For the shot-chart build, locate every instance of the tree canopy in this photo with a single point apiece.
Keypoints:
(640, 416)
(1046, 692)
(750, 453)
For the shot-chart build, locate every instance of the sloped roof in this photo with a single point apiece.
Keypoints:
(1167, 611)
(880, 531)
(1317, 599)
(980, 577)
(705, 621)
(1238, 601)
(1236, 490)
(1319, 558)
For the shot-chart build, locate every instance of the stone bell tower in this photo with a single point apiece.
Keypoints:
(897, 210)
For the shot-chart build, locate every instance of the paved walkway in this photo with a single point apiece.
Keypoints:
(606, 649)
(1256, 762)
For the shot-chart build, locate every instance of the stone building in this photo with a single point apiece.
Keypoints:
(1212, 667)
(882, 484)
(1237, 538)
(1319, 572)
● ● ●
WORK ORDER:
A complete answer reproduces every line of the records in which the word "this" occurs.

ANSWER FOR THE TASK:
For the shot-chart build, locate every instance of the tree canopy in this photo with a single point apiece.
For the shot-chart build, locate every instance of the sloped roof in this photo with a single point apiece.
For the shot-chart build, locate every instance of the stone bell tower in this photo with a single point apiece.
For the shot-chart build, locate every instance of the paved walkway in this photo with a single point apiece.
For the shot-chart build, locate every instance of the stone building in this photo with a single point apiece.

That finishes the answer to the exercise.